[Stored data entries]

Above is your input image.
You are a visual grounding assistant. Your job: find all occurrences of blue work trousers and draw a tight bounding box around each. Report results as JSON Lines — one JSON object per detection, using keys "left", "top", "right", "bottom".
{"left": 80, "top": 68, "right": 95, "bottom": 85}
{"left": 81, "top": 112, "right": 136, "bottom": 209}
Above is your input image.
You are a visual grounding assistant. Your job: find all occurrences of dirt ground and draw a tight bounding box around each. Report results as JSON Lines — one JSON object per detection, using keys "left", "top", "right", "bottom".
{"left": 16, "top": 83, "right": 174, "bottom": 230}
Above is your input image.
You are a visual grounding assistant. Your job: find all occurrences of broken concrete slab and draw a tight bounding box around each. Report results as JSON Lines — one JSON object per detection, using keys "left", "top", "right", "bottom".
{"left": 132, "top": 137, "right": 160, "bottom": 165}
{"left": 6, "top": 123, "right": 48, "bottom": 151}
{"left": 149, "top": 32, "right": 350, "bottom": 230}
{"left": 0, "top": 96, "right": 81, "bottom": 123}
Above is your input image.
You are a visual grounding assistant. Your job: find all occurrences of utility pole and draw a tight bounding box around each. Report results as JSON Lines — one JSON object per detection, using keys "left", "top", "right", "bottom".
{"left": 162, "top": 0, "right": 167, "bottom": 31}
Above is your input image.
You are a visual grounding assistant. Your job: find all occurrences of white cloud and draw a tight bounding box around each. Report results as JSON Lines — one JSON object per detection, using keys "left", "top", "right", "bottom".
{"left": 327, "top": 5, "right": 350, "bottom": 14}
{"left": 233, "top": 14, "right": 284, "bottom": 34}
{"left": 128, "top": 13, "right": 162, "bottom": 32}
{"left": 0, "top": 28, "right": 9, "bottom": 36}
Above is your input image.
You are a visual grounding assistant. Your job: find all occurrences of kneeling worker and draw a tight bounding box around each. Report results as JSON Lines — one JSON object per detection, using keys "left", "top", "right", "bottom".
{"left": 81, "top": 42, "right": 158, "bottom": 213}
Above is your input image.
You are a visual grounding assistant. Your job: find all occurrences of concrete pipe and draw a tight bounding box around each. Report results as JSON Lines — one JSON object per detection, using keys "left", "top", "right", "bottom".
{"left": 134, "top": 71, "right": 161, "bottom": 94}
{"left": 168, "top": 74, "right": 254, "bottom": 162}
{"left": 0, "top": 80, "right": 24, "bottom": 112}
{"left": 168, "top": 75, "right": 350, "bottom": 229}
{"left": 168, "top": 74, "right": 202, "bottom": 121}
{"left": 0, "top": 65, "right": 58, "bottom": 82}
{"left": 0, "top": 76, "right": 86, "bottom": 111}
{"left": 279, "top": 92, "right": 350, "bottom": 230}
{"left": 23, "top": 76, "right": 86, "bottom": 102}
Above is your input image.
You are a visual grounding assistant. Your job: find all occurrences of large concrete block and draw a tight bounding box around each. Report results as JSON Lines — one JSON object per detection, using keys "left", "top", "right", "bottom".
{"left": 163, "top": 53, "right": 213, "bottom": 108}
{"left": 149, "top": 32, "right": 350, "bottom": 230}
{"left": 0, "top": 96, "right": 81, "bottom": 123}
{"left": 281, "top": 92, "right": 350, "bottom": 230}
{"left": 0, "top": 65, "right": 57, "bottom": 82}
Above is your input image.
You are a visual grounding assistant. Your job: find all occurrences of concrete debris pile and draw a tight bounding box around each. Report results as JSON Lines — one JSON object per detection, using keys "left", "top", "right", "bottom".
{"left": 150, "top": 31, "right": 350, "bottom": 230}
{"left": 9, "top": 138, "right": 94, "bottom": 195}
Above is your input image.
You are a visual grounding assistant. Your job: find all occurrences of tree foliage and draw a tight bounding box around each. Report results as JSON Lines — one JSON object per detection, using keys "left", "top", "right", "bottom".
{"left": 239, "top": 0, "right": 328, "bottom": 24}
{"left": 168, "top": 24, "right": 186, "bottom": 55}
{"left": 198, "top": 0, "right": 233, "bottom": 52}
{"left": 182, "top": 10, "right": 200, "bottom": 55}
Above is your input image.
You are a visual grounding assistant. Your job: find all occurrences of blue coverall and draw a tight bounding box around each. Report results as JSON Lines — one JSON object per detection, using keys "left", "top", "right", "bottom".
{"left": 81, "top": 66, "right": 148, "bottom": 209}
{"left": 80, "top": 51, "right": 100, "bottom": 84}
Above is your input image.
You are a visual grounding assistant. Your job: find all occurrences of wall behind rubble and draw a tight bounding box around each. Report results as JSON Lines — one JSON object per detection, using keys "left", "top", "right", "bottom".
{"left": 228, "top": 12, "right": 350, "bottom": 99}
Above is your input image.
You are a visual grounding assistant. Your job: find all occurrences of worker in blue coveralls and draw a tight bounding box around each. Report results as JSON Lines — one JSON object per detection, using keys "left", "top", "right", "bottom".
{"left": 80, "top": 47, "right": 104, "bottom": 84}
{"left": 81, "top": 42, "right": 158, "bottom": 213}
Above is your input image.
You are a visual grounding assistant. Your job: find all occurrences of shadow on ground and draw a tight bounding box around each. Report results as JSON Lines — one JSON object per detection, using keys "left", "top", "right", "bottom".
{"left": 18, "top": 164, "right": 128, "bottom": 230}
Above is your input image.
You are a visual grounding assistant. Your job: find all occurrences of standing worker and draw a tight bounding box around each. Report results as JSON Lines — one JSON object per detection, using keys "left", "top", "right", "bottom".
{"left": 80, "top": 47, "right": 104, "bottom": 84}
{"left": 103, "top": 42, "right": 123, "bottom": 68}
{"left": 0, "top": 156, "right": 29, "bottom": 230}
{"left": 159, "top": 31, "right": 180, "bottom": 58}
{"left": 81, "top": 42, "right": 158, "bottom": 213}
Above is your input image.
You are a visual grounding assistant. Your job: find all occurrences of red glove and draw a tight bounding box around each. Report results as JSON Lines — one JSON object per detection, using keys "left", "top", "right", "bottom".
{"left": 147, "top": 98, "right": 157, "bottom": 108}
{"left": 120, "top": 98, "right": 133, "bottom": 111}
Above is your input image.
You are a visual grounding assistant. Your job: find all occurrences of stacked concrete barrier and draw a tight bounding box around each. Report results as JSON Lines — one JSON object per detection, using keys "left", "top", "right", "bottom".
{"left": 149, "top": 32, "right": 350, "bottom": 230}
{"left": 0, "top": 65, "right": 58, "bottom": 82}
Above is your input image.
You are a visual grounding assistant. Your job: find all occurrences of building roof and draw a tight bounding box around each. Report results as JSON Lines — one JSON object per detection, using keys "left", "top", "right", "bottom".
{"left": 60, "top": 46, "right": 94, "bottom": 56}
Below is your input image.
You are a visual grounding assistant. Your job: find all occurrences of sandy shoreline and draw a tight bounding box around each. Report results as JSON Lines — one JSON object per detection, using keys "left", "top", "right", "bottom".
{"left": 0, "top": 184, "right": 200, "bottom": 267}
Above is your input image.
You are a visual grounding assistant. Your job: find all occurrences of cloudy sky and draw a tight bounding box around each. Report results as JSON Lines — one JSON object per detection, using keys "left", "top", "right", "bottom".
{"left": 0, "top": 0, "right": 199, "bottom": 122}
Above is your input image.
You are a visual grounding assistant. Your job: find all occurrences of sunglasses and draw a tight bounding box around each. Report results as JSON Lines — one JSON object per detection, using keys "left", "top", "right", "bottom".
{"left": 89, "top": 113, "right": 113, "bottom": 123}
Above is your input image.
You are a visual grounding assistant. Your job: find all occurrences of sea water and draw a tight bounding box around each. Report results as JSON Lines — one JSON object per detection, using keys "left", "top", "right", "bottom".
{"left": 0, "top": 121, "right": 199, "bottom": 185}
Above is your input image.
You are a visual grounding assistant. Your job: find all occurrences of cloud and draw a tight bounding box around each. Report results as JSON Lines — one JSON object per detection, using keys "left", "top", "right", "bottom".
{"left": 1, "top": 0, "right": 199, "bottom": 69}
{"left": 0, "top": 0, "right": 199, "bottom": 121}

■ Exercise instructions ■
Write down exactly the span of lines above from the one containing "occurrences of building" to the one containing "Below is your input image.", both ends included.

■ Reply ■
You are a visual grounding assistant. Your job: find all occurrences of building roof and draw a tight bounding box around each. Report results as JSON Lines — one JSON object per detection, using keys "left", "top", "right", "bottom".
{"left": 60, "top": 46, "right": 94, "bottom": 56}
Below is your input image.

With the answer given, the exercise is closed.